Recopiez, s'il vous plaît, le passage de l'extrait sur l'art allant de « Des différents arts » jusqu'à « premier des arts. » inclus, sans rien y changer.

__EXTRAIT DU TEXTE__
---

Encore une fois, n’exagérons rien ; distinguons, ne séparons pas ; unissons l’art, la religion, la patrie, mais que leur union ne nuise pas à la liberté de chacune d’elles. Pénétrons-nous bien de cette pensée, que l’art est aussi à lui-même une sorte de religion. Dieu se manifeste à nous par l’idée du vrai, par l’idée du bien, par l’idée du beau. Ces trois idées sont égales entre elles et filles légitimes du même père. Chacune d’elles mène à Dieu, parce qu’elle en vient. La vraie beauté est la beauté idéale, et la beauté idéale est un reflet de l’infini. Ainsi, même indépendamment de toute alliance officielle avec la religion et la morale, l’art est par lui-même essentiellement moral et religieux ; car, à moins de manquer à sa propre loi, à son propre génie, il exprime partout dans ses œuvres la beauté éternelle. Enchaîné de toutes parts à la matière par d’inflexibles liens, travaillant sur une pierre inanimée, sur des sons incertains et fugitifs, sur des paroles d’une signification bornée et finie, l’art leur communique, avec la forme précise, qui s’adresse à tel ou tel sens, un caractère mystérieux qui s’adresse à l’imagination et à l’âme, les arrache à la réalité et les emporte doucement ou violemment dans des régions inconnues. Toute œuvre d’art, quelle que soit sa forme, petite ou grande, figurée, chantée ou parlée, toute œuvre d’art, vraiment belle ou sublime, jette l’âme dans une rêverie gracieuse ou sévère qui l’élève vers l’infini. L’infini, c’est là le terme commun où l’âme aspire sur les ailes de l’imagination comme de la raison, par le chemin du sublime et du beau, comme par celui du vrai et du bien. L’émotion que produit le beau tourne l’âme de ce côté ; c’est cette émotion bienfaisante que l’art procure à l’humanité.
Neuvième leçon.
Des différents arts
L’expression est la loi générale de l’art. — Division des arts. — Distinction des arts libéraux et des métiers. — L’éloquence elle-même, la philosophie et l’histoire ne font pas partie des beaux-arts. — Que les arts ne gagnent rien à empiéter les mis sur les autres, et à usurper réciproquement leurs moyens et leurs procédés. — Classification des arts : son vrai principe est l’expression. — Comparaison des arts entre eux. — La poésie le premier des arts.
Le résumé de la dernière leçon serait une définition de l’art, de son but et de sa loi. L’art est la reproduction libre du beau, non pas de la seule beauté naturelle, mais de la beauté idéale, telle que l’imagination humaine la conçoit à l’aide des données que lui fournit la nature. Le beau idéal enveloppe l’infini : le but de l’art est donc de produire des œuvres qui, comme celles de la nature, ou même à un plus haut degré encore, aient le charma de l’infini. Mais comment et par quel prestige tirer l’infini du fini ? C’est là la difficulté de l’art, mais c’est aussi sa gloire. Qui nous porte vers l’infini dans la beauté naturelle ? Le côté idéal de cette beauté. L’idéal, voilà l’échelle mystérieuse qui fait monter l’âme du fini à l’infini. Il faut donc que l’artiste s’attache à représenter l’idéal. Tout a son idéal. Le premier soin de l’artiste sera donc, quoi qu’il fasse, de pénétrer d’abord l’idéal caché de son sujet, car ce sujet en a un, pour le rendre ensuite plus ou moins frappant aux sens et à l’âme, selon les conditions que lui imposent les matériaux même qu’il emploie, la pierre, la couleur, le son, la parole.

---

__DONNÉES FOURNIES__
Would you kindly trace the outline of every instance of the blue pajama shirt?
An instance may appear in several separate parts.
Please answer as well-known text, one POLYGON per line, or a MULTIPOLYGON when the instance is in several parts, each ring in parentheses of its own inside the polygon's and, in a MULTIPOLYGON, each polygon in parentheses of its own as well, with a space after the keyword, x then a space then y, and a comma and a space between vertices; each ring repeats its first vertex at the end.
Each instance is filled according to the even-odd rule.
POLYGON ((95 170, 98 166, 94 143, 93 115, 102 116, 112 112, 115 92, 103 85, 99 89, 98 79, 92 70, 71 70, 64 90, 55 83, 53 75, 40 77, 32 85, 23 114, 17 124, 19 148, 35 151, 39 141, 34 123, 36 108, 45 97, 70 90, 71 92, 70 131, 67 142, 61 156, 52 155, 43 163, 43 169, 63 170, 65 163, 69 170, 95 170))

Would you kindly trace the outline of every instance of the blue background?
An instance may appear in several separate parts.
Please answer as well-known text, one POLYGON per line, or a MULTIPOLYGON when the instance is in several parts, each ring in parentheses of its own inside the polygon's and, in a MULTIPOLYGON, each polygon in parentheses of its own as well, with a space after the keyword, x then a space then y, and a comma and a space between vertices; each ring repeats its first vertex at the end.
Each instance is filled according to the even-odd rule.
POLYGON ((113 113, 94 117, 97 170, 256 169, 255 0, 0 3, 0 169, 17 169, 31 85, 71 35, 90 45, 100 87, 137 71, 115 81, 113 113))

---

__RÉPONSE__
Des différents arts
L’expression est la loi générale de l’art. — Division des arts. — Distinction des arts libéraux et des métiers. — L’éloquence elle-même, la philosophie et l’histoire ne font pas partie des beaux-arts. — Que les arts ne gagnent rien à empiéter les mis sur les autres, et à usurper réciproquement leurs moyens et leurs procédés. — Classification des arts : son vrai principe est l’expression. — Comparaison des arts entre eux. — La poésie le premier des arts.